### EXERCISE GOAL
Extract every line of the data below and reproduce each one word for word, without any changes.

### Collected data
****************************************

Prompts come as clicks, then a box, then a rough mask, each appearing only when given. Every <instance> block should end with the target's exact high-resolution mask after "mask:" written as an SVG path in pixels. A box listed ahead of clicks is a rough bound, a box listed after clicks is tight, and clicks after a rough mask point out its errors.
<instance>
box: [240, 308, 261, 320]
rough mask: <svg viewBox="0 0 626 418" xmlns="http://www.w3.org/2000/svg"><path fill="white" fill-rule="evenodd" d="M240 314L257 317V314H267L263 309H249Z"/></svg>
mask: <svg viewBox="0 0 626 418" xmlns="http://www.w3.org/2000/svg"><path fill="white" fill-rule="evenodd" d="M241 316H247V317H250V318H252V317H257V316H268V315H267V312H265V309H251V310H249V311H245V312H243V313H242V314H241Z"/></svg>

****************************************

### RESULT BELOW
Prompts come as clicks, then a box, then a rough mask, each appearing only when given. Every <instance> block should end with the target's exact high-resolution mask after "mask:" written as an SVG path in pixels. A box listed ahead of clicks is a rough bound, a box listed after clicks is tight, and clicks after a rough mask point out its errors.
<instance>
box: [240, 308, 261, 320]
rough mask: <svg viewBox="0 0 626 418" xmlns="http://www.w3.org/2000/svg"><path fill="white" fill-rule="evenodd" d="M240 314L257 317V314H267L263 309H249Z"/></svg>
mask: <svg viewBox="0 0 626 418" xmlns="http://www.w3.org/2000/svg"><path fill="white" fill-rule="evenodd" d="M241 316H247V317H250V318H252V317H257V316H268V315H267V312H265V309H251V310H249V311H245V312H243V313H242V314H241Z"/></svg>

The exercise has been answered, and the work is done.